TASK INSTRUCTIONS: Write out every line of the data from its start up to and including the line with "120,255 -> 343,353", shifting each coordinate in the answer boxes by -142. Leave the pictures out.

(Image data on named regions)
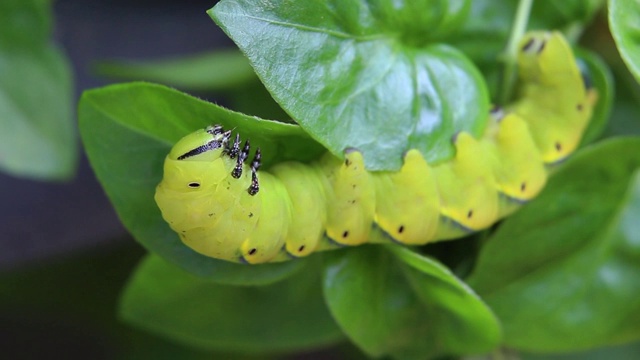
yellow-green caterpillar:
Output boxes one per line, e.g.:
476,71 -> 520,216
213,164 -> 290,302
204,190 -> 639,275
155,32 -> 595,264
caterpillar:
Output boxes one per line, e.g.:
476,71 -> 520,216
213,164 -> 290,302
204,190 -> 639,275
155,32 -> 597,264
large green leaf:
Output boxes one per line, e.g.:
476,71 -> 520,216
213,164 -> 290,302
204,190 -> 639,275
0,0 -> 77,180
209,0 -> 488,170
469,138 -> 640,352
609,0 -> 640,82
324,246 -> 500,359
79,83 -> 324,285
120,255 -> 344,354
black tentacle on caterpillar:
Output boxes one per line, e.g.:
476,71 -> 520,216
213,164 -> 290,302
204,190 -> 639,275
155,32 -> 596,264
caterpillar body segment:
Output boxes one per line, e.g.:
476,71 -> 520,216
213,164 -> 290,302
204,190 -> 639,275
155,32 -> 597,264
435,132 -> 498,239
325,151 -> 376,246
480,113 -> 547,218
373,149 -> 440,245
507,31 -> 596,164
271,162 -> 330,257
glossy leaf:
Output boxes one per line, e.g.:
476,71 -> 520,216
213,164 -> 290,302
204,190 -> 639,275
95,50 -> 256,90
209,0 -> 488,170
0,0 -> 78,180
324,246 -> 500,359
469,138 -> 640,352
609,0 -> 640,82
79,83 -> 323,285
120,255 -> 343,353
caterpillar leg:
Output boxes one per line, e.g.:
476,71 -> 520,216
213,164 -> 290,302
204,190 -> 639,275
434,132 -> 498,240
374,149 -> 440,245
326,151 -> 375,245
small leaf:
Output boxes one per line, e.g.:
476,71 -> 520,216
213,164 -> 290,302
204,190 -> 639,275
576,49 -> 615,144
609,0 -> 640,82
0,0 -> 78,180
209,0 -> 489,170
120,255 -> 343,354
324,246 -> 500,359
79,83 -> 323,285
469,138 -> 640,352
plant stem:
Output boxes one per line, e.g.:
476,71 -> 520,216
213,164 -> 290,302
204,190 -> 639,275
500,0 -> 533,105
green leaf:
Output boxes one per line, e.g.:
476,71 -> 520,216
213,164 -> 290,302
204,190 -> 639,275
209,0 -> 489,170
120,255 -> 343,354
448,0 -> 604,69
95,50 -> 256,90
324,246 -> 500,359
469,138 -> 640,352
576,49 -> 615,144
79,83 -> 323,285
609,0 -> 640,82
0,0 -> 78,180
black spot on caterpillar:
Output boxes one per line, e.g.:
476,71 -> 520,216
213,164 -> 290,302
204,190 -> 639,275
155,32 -> 596,264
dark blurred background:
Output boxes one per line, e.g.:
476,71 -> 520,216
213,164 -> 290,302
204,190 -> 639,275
0,0 -> 234,271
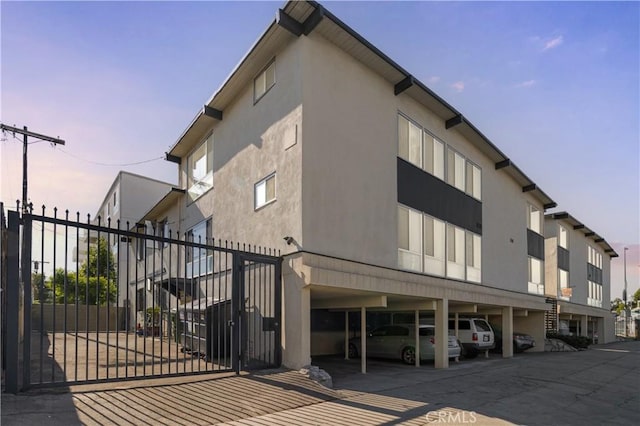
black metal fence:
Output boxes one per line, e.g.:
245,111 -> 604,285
2,207 -> 281,392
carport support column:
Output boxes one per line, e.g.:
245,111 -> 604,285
415,310 -> 420,367
344,311 -> 349,359
435,299 -> 449,368
502,306 -> 513,358
360,306 -> 367,374
282,262 -> 311,370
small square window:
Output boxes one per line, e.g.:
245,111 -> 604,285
253,60 -> 276,103
254,173 -> 276,210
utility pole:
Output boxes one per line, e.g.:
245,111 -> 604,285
0,123 -> 64,213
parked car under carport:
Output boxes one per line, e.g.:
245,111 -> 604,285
349,324 -> 461,364
493,328 -> 536,353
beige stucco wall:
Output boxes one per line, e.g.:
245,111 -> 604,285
175,39 -> 302,256
300,33 -> 542,292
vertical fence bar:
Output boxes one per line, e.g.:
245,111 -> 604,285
4,210 -> 20,394
273,257 -> 282,366
38,206 -> 46,383
95,216 -> 101,380
105,217 -> 110,379
63,210 -> 69,381
50,207 -> 57,383
74,212 -> 80,381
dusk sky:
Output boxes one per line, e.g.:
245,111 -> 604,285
0,1 -> 640,299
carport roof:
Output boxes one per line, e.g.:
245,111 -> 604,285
167,1 -> 557,209
544,212 -> 618,257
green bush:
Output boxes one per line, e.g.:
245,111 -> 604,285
547,333 -> 593,349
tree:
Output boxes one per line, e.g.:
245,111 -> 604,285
45,238 -> 118,305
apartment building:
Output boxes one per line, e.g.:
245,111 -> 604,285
134,2 -> 613,370
545,212 -> 618,340
80,171 -> 173,307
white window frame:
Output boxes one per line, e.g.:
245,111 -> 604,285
253,58 -> 276,105
528,256 -> 544,295
558,225 -> 569,250
422,214 -> 447,277
446,223 -> 466,280
466,160 -> 482,201
465,231 -> 482,283
398,205 -> 423,272
253,172 -> 277,210
398,114 -> 423,168
422,130 -> 446,181
185,218 -> 213,278
587,281 -> 602,308
527,203 -> 543,235
558,268 -> 571,300
447,146 -> 467,192
186,133 -> 213,202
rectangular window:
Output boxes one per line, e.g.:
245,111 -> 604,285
424,132 -> 444,180
447,148 -> 466,191
587,281 -> 602,308
156,218 -> 169,249
529,256 -> 544,294
558,269 -> 571,300
187,134 -> 213,201
398,115 -> 422,167
254,173 -> 276,210
424,215 -> 446,276
558,225 -> 569,250
466,161 -> 482,200
447,224 -> 465,280
186,219 -> 213,278
398,206 -> 422,271
527,204 -> 542,235
253,60 -> 276,103
466,232 -> 482,283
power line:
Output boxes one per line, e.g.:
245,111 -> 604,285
3,134 -> 164,167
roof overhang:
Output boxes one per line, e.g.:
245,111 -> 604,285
167,1 -> 557,210
544,212 -> 618,257
131,188 -> 186,229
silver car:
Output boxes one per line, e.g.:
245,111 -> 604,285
349,324 -> 460,364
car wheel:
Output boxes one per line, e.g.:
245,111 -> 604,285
464,349 -> 478,359
402,346 -> 416,365
349,343 -> 358,358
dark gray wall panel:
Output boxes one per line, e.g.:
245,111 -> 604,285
398,158 -> 482,235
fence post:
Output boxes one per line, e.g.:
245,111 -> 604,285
231,250 -> 245,374
20,214 -> 32,389
5,211 -> 20,394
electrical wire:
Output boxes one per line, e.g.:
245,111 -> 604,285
56,148 -> 164,167
3,130 -> 164,167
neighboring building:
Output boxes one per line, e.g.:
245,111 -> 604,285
132,2 -> 613,368
79,171 -> 173,312
545,212 -> 618,339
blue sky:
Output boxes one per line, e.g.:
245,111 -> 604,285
0,1 -> 640,297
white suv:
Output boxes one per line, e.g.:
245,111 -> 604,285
449,318 -> 496,358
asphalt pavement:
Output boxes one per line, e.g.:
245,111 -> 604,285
0,341 -> 640,426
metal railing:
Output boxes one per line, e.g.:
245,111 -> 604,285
3,203 -> 281,392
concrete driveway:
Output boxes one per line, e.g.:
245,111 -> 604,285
1,342 -> 640,425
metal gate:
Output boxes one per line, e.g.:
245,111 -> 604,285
3,207 -> 281,392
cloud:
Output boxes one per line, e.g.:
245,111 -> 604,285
451,81 -> 464,93
542,36 -> 563,52
516,80 -> 537,88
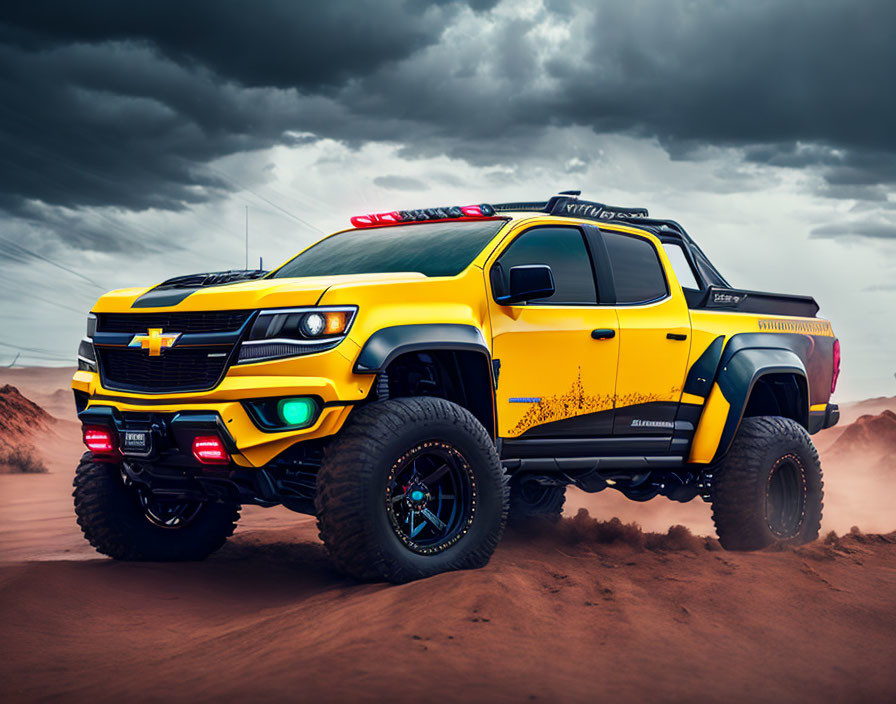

EXERCISE RESULT:
yellow-green caterpillar:
Output boxes one per line, e.g.:
476,71 -> 520,216
213,164 -> 290,302
204,190 -> 639,275
13,-110 -> 453,122
caterpillar:
Output boxes one per line, e.g.:
476,71 -> 520,216
213,164 -> 290,302
204,190 -> 639,275
13,-110 -> 455,122
large green leaf:
Output boxes one per line, e.g.:
476,71 -> 520,216
213,164 -> 290,302
204,190 -> 639,275
-142,-142 -> -65,38
67,-142 -> 346,28
327,-4 -> 498,210
467,-142 -> 498,-60
182,104 -> 358,217
-63,-59 -> 182,143
-22,113 -> 202,212
black tentacle on caterpillar:
Output boxes one per line, e.g.:
476,71 -> 520,216
213,164 -> 290,302
204,190 -> 639,275
13,-110 -> 454,122
caterpillar body segment:
Output boxes one per line, e.g.:
476,71 -> 520,216
213,164 -> 290,302
204,190 -> 639,275
13,-110 -> 455,122
293,-10 -> 356,97
183,9 -> 234,104
338,-29 -> 405,76
231,7 -> 298,103
365,-111 -> 454,22
129,20 -> 188,115
glossy leaf:
Output boxes one per line, e.g.:
476,71 -> 520,216
213,164 -> 290,302
204,190 -> 639,275
-47,-92 -> 114,-52
67,-142 -> 346,28
-142,-142 -> -64,38
182,104 -> 358,217
327,-4 -> 498,210
467,-142 -> 498,-60
-63,-59 -> 181,143
-22,113 -> 201,211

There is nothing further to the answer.